MATERIAL TO PROCESS>
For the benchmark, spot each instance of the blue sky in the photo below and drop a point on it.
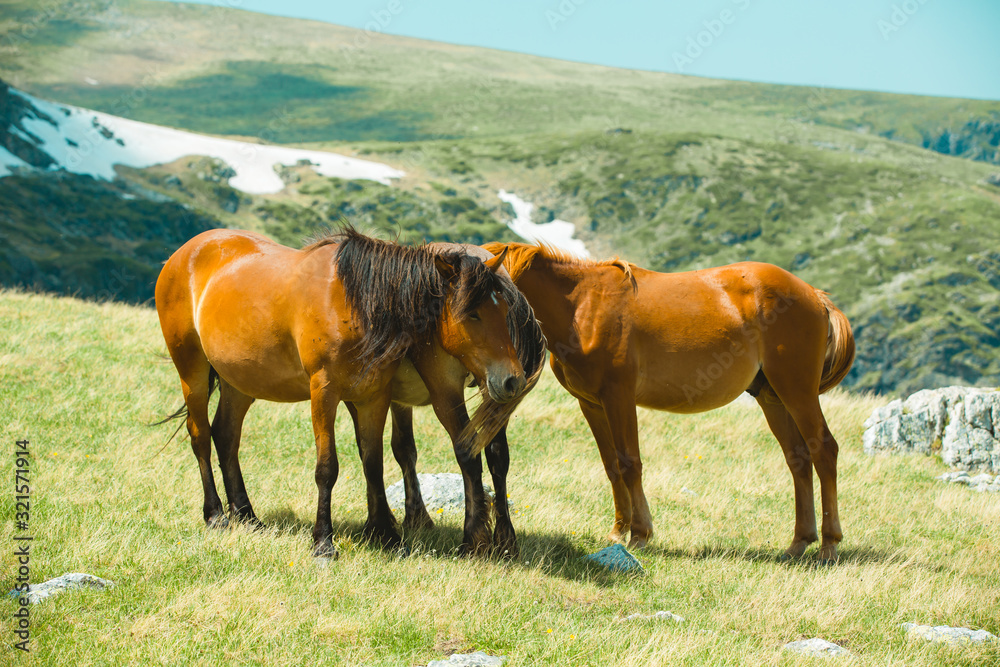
(931, 47)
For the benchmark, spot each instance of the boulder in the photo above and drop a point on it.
(816, 647)
(658, 616)
(955, 422)
(441, 491)
(616, 558)
(74, 580)
(477, 659)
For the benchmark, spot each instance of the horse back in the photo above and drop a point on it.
(265, 316)
(699, 338)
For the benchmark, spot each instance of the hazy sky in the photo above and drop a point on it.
(933, 47)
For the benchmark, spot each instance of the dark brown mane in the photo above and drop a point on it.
(529, 342)
(520, 255)
(398, 293)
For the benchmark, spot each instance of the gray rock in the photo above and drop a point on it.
(949, 635)
(441, 491)
(955, 477)
(71, 581)
(658, 616)
(957, 422)
(816, 647)
(616, 559)
(477, 659)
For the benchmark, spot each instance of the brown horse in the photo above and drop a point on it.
(428, 376)
(329, 323)
(623, 336)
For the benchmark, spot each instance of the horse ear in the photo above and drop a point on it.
(446, 267)
(494, 263)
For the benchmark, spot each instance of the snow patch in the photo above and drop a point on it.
(91, 142)
(8, 161)
(558, 233)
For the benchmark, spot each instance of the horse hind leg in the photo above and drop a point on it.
(622, 497)
(369, 428)
(227, 428)
(799, 460)
(498, 460)
(823, 449)
(404, 449)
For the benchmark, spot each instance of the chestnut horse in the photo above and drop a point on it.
(623, 336)
(329, 323)
(428, 376)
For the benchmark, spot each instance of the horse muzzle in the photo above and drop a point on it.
(504, 387)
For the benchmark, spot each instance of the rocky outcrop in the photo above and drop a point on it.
(948, 635)
(959, 423)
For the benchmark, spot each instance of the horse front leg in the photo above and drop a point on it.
(370, 426)
(498, 460)
(324, 402)
(451, 412)
(598, 422)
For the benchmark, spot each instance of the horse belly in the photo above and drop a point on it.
(408, 388)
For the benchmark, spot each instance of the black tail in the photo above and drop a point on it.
(213, 384)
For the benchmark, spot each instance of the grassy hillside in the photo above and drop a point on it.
(110, 498)
(671, 172)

EXERCISE OBJECTIVE> Copy all of the data above word for word, from the first line to the last, but leave out the image.

RESULT OF THE EXERCISE>
For the benchmark, spot each instance of the blue sky in the photo below and drop a point on it.
(931, 47)
For the benchmark, spot each instance of the boulder in the photo above and drop a point on it.
(816, 647)
(658, 616)
(955, 422)
(441, 491)
(616, 558)
(74, 580)
(477, 659)
For the benchmark, spot each instance of the horse back in the photo above and drop a point on it.
(265, 316)
(699, 338)
For the benchmark, spot each instance of the hazy sky in the photo above and drop a point on it.
(933, 47)
For the benchmark, spot each instance of the dark brown mane in the photo above and drop a point on it.
(529, 342)
(520, 255)
(398, 293)
For the benchmark, spot each instance of the gray rock in the photo above and drop a point on it.
(949, 635)
(441, 491)
(955, 477)
(71, 581)
(658, 616)
(957, 422)
(816, 647)
(616, 559)
(477, 659)
For the benchmark, spot each instance of the brown horse in the photo above and drop a point on it.
(428, 376)
(329, 323)
(623, 336)
For the benchmark, spot each instance of the horse ear in the photo above and drop a point on it.
(446, 267)
(494, 263)
For the benchmark, spot each instance of the snow patch in the photo above and drop a point on it.
(91, 142)
(8, 161)
(558, 233)
For the benchmark, spot each instance of the horse hind leg in the photo above and drop a point on it.
(622, 497)
(369, 428)
(227, 428)
(799, 460)
(498, 460)
(823, 449)
(404, 449)
For the benchmark, spot each instance of the chestnut horse in the photo above and drop a point on it.
(623, 336)
(329, 323)
(428, 376)
For the benchmark, spot each instance of the horse muzzle in the photo above and drop a point on it.
(504, 387)
For the benchmark, spot each instance of the rocky outcrop in the photo above and drop a point on it.
(948, 635)
(959, 423)
For the benchmark, spot each instance of the horse front leg in the photo above and drop a point on it.
(370, 426)
(498, 460)
(324, 402)
(451, 412)
(598, 422)
For the benchmark, spot each instance of the horse belly in the photo above and drop a point on it.
(408, 388)
For the benchmark, spot each instance of the black tail in the photo above and drop a point on it.
(213, 384)
For the benchmark, spot each instance of the grassy hillside in the photo above and drop a point on it.
(110, 498)
(671, 172)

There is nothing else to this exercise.